**Excerpt**.
((

Reputation: 1193
I'm using the code from this GitHub Repo to scrape some images from Google Image Search results. However, there is one try-exception
block where my code gives this error:
selenium.common.exceptions.TimeoutException
D:\Downloads\google_images_downloader-master\google_images_downloader-master>[19680:952:0326/213123.951:ERROR:ssl_client_socket_impl.cc(941)] handshake failed; returned -1, SSL error code 1, net_error -100
The following is the code block:
number_of_scrolls = int((num_requested / 400) + 10)
for _ in range(number_of_scrolls):
for __ in range(10):
driver.execute_script("window.scrollBy(0, 1000000)")
time.sleep(0.2)
time.sleep(0.5)
try:
wait = WebDriverWait(driver, 10)
element = wait.until(EC.element_to_be_clickable((By.XPATH, "//input[@value='Show more results']")))
element.click()
except Exception as e:
print ("Less images found:", e)
break
P.S. I'm using Chrome as my webdriver
Upvotes: 0
Views: 413
Reputation: 4177
Are you sure you are facing issue becausse I have copied same code from link you provided and its working fine for me. Only I have made couple of changes
Not able to search Więcej wyników on https://www.google.com/search?q=Poecile%20montanus%20bird&source=lnms&tbm=isch
. Getting SyntaxError: Non-ASCII character '\xc4' for a driver.find_element_by_xpath("//input[@value='Więcej wyników']").click()
due ASCII char. To avoid this error i have changed xpath to driver.find_element_by_xpath("//input[@value='W']").click()
due to this we are getting ('Less images found:', NoSuchElementException())
. Please check screenshot for more details
from selenium import webdriver
import os
import json
import urllib3
import time
import shutil
searched_test_array = [
# "Parus major bird",
"Poecile montanus bird",
# "Carduelis flammea bird",
# "Parus cristatus bird",
# "Carduelis spinus bird",
# "Turdus iliacus bird",
# "Dryocopus martius bird",
# "Dendrocopos major bird",
# "Picus canus bird",
# "Picus viridis bird",
# "Dendrocopos medius bird",
# "Dendrocopos minor bird", #NOK
# "Carduelis chloris bird",
# "Pyrrhula pyrrhula bird",
# "Columba livia bird",
"Coccothraustes coccothraustes bird",
# "Carduelis cannabina bird",
# "Passer montanus bird",
# "Larus canus bird",
# "Larus argentatus bird",
"Parus caeruleus bird",
# "Regulus regulus bird",
# "Buteo buteo bird",
# "Certhia familiaris bird",
# "Certhia brachydactyla bird",
# "Emberiza calandra bird bird",
# "Corvus frugilegus bird",
# "Accipiter gentilis bird",
# "Bombycilla garrulus bird",
# "Fringilla montifringilla bird",
# "Corvus monedula bird",
# "Turdus merula bird",
# "Sitta europaea bird",
# "Accipiter nisus bird",
# "Corvus corax bird",
# "Turdus pilaris bird",
# "Emberiza schoeniclus bird",
# "Aegithalos caudatus bird",
# "Erithacus rubicola bird",
# "Carduelis flavirostris bird",
# "Streptopelia decaocto bird",
# "Parus palustris bird",
# "Parus ater bird",
# "Pica pica bird",
# "Lanius excubitor bird",
# "Troglodytes troglodytes bird",
"Carduelis carduelis bird",
# "Sturnus vulgaris bird",
# "Garrulus glandarius bird",
# "Emberiza citrinella bird",
# "Corvus corone bird",
# "Passer domesticus bird",
# "Panurus biarmicus bird",
# "Fringilla coelebs bird",
# "Larus ridibundus bird"

))

**What you will do**.
**a)** In the thread on scraping Google Images, which browser does the first poster use as the webdriver?
**b)** Continue the thread on scraping Google Images from the point where its text stops.
The listing after this thread plays no part in the work.

**Data block**.
((

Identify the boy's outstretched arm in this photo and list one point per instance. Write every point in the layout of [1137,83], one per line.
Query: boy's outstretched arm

))

**Answers per task**.
**a)** Chrome.

**b)**
]
num_requested = 1000
# adding path to geckodriver to the OS environment variable
os.environ["PATH"] += os.pathsep + os.getcwd()
download_path = os.getcwd() + "/Downloads"
def main():
print ("Scrapping started")
# Create Donwload patch or delete existing!
if not os.path.exists(download_path):
os.makedirs(download_path)
# else:
# shutil.rmtree(download_path)
# os.makedirs(download_path)
# Iterate over search array
for searchtext in searched_test_array:
# Create class patch of delete existing
searchedTextDir = os.path.join(download_path, searchtext.replace(" ", "_"))
if not os.path.exists(searchedTextDir):
os.makedirs(searchedTextDir)
# else:
# shutil.rmtree(searchedTextDir)
# os.makedirs(searchedTextDir)
# Prepare search URL. searchtext is a name of a class.
url = "https://www.google.com/search?q=" + searchtext + "&source=lnms&tbm=isch"
# Start Firefox
driver = webdriver.Chrome(executable_path=r"C:\New folder\chromedriver.exe")
# Open URL
driver.get(url)
extensions = {"jpg", "jpeg", "png", "gif"}
img_count = 0
downloaded_img_count = 0
# I have to do some magic math to make web browser scroll down the search box.
number_of_scrolls = int((num_requested / 400) + 10)
for _ in range(number_of_scrolls):
for __ in range(10):
# And scroll scroll scroll to let Google Json load images
driver.execute_script("window.scrollBy(0, 1000000)")
time.sleep(0.2)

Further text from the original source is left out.